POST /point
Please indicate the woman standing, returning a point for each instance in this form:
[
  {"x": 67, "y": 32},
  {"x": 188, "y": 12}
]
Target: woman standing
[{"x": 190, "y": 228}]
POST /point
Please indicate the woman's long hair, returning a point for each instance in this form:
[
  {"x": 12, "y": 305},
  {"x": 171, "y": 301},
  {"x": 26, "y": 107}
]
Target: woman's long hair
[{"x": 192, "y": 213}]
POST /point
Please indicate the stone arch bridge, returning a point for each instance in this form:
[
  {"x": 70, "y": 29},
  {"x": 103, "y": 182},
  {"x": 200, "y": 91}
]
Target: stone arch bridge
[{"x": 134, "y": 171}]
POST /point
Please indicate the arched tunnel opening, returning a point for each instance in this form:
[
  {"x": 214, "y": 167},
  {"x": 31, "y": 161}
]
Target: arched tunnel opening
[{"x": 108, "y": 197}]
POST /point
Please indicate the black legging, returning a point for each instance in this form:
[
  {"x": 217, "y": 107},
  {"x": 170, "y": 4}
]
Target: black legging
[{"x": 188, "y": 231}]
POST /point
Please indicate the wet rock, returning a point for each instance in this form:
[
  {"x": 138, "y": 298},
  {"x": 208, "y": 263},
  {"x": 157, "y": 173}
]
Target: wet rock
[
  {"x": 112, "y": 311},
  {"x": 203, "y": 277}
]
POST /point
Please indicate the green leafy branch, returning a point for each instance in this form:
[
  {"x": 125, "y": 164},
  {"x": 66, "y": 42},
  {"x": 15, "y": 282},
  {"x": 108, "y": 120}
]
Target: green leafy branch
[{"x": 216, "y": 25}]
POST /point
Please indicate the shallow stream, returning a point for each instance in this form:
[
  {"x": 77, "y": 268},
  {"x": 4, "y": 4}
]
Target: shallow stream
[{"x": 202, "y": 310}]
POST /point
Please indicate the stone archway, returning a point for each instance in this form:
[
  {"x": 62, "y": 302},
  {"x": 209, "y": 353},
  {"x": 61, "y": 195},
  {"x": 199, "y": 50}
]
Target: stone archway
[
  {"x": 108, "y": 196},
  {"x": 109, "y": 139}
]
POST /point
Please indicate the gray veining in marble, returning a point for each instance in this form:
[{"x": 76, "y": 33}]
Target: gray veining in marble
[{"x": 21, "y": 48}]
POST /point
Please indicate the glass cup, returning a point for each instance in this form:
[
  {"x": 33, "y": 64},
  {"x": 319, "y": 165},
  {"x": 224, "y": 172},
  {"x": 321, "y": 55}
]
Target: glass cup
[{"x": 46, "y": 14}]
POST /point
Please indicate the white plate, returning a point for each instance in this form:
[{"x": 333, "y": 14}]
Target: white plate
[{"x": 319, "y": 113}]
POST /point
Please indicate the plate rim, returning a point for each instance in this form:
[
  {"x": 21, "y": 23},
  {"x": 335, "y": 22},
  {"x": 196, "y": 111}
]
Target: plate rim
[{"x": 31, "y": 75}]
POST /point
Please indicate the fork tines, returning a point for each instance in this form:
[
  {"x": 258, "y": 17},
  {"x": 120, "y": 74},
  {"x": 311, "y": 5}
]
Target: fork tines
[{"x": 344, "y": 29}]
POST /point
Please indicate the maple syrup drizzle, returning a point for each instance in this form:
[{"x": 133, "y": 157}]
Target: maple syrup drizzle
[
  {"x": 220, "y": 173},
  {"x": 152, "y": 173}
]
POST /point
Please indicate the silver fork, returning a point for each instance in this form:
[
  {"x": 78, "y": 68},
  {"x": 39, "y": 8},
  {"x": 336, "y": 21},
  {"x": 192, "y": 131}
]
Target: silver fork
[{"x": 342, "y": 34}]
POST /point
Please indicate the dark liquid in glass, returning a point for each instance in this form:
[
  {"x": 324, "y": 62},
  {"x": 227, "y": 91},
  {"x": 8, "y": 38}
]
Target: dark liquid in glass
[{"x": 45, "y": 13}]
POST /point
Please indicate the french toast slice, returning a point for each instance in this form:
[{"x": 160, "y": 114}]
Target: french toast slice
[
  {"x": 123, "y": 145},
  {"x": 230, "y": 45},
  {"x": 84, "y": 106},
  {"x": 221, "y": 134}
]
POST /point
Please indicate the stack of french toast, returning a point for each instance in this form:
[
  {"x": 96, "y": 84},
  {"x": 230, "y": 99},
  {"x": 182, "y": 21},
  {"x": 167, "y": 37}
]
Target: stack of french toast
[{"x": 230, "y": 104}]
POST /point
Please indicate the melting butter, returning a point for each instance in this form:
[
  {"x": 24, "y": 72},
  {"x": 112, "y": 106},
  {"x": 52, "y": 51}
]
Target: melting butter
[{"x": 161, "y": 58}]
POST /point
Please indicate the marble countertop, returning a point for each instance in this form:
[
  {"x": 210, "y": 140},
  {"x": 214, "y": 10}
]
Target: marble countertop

+--

Exercise prompt - Give back each line above precisely as it stands.

Answer to the task -
POST /point
Please indicate the woman standing, returning a point for each instance in this form:
[
  {"x": 67, "y": 32},
  {"x": 188, "y": 12}
]
Target: woman standing
[{"x": 190, "y": 228}]
POST /point
Please indicate the woman's long hair, returning a point for each instance in this form:
[
  {"x": 12, "y": 305},
  {"x": 171, "y": 301},
  {"x": 26, "y": 107}
]
Target: woman's long hair
[{"x": 192, "y": 213}]
POST /point
Please indicate the stone arch bridge, returning a point for each instance in this form:
[
  {"x": 70, "y": 29},
  {"x": 103, "y": 182},
  {"x": 200, "y": 91}
]
Target: stone arch bridge
[{"x": 134, "y": 171}]
POST /point
Please indicate the arched tunnel opening, returning a point for each instance in this form:
[
  {"x": 214, "y": 167},
  {"x": 31, "y": 161}
]
Target: arched tunnel opening
[{"x": 108, "y": 197}]
POST /point
Please indicate the black legging, returning a point for each instance in this form:
[
  {"x": 217, "y": 107},
  {"x": 170, "y": 4}
]
Target: black legging
[{"x": 188, "y": 231}]
POST /point
Please indicate the wet rock, returning a point for each instance in this form:
[
  {"x": 138, "y": 298},
  {"x": 208, "y": 263},
  {"x": 157, "y": 173}
]
Target: wet rock
[
  {"x": 112, "y": 311},
  {"x": 203, "y": 277}
]
POST /point
Please indicate the green leafy branch, returning a point for each instance in this form:
[
  {"x": 125, "y": 164},
  {"x": 66, "y": 42},
  {"x": 15, "y": 282},
  {"x": 108, "y": 120}
]
Target: green leafy branch
[{"x": 216, "y": 25}]
POST /point
Please indicate the shallow stream, returning a point for each instance in this form:
[
  {"x": 77, "y": 268},
  {"x": 4, "y": 4}
]
Target: shallow stream
[{"x": 202, "y": 310}]
POST /point
Please indicate the stone archway, returning a point for each instance in this form:
[
  {"x": 62, "y": 302},
  {"x": 209, "y": 353},
  {"x": 61, "y": 195},
  {"x": 199, "y": 50}
]
Target: stone archway
[
  {"x": 108, "y": 196},
  {"x": 109, "y": 139}
]
POST /point
Please indicate the gray veining in marble, returning a point for each instance in this form:
[{"x": 76, "y": 33}]
Target: gray veining in marble
[{"x": 21, "y": 48}]
POST /point
Please indicate the glass cup, returning a point for each instance in this form:
[
  {"x": 33, "y": 64},
  {"x": 319, "y": 165},
  {"x": 224, "y": 172},
  {"x": 321, "y": 55}
]
Target: glass cup
[{"x": 46, "y": 14}]
POST /point
Please indicate the white plate, returning a point for each instance in this form:
[{"x": 333, "y": 14}]
Target: white plate
[{"x": 319, "y": 113}]
POST /point
Please indicate the plate rim, returning a point for each instance in this form:
[
  {"x": 21, "y": 23},
  {"x": 335, "y": 22},
  {"x": 196, "y": 111}
]
Target: plate rim
[{"x": 31, "y": 75}]
POST /point
Please indicate the fork tines, returning a point for each instance in this form:
[
  {"x": 258, "y": 17},
  {"x": 120, "y": 74},
  {"x": 311, "y": 5}
]
Target: fork tines
[{"x": 344, "y": 29}]
POST /point
Please indicate the maple syrup drizzle, returning a point for each instance in this form:
[{"x": 133, "y": 157}]
Target: maple syrup drizzle
[
  {"x": 220, "y": 173},
  {"x": 152, "y": 173}
]
POST /point
Please indicate the silver fork, returning a point for each instance in this form:
[
  {"x": 78, "y": 68},
  {"x": 39, "y": 8},
  {"x": 336, "y": 21},
  {"x": 192, "y": 131}
]
Target: silver fork
[{"x": 342, "y": 34}]
POST /point
Please indicate the dark liquid in glass, returning a point for each instance in this form:
[
  {"x": 324, "y": 62},
  {"x": 227, "y": 91},
  {"x": 8, "y": 38}
]
Target: dark liquid in glass
[{"x": 45, "y": 13}]
POST /point
Please indicate the french toast slice, returning a point for each instance in this form:
[{"x": 160, "y": 114}]
Target: french toast slice
[
  {"x": 123, "y": 145},
  {"x": 230, "y": 45},
  {"x": 84, "y": 106},
  {"x": 221, "y": 134}
]
POST /point
Please indicate the stack of french toast, returning a point for each instance in this form:
[
  {"x": 96, "y": 84},
  {"x": 230, "y": 99},
  {"x": 182, "y": 21},
  {"x": 167, "y": 37}
]
Target: stack of french toast
[{"x": 230, "y": 104}]
POST /point
Please indicate the melting butter, returning a point for each instance in this form:
[
  {"x": 24, "y": 72},
  {"x": 112, "y": 106},
  {"x": 52, "y": 51}
]
Target: melting butter
[{"x": 161, "y": 58}]
POST /point
Please indicate the marble countertop, returning a point for each instance in this form:
[
  {"x": 210, "y": 140},
  {"x": 214, "y": 10}
]
Target: marble countertop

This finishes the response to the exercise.